Please rewrite the whole listing below without the pictures, scaling each coordinate in the answer boxes by 2.05 and rounding to whole numbers with halves going up. Leave every other number unchanged.

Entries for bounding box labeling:
┄┄┄┄┄┄┄┄┄┄

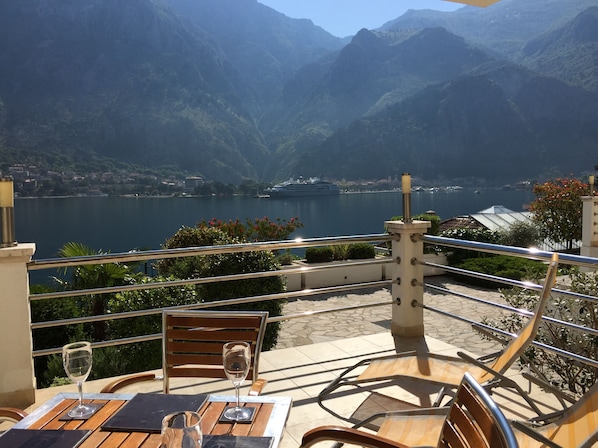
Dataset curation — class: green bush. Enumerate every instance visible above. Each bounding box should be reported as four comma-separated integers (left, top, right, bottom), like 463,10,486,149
453,255,546,288
440,228,499,266
483,268,598,396
346,243,376,260
305,246,334,263
158,226,284,350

┄┄┄┄┄┄┄┄┄┄

CORRECT RESULT
Dataset curation — class: green bush. Enumerate every instance visible above. Each bounding box should be reported as four comma-separated integers (left, top, right, bottom), like 463,10,486,149
929,523,1119,590
902,467,1023,545
990,549,1226,812
709,498,771,533
625,504,685,539
324,463,582,718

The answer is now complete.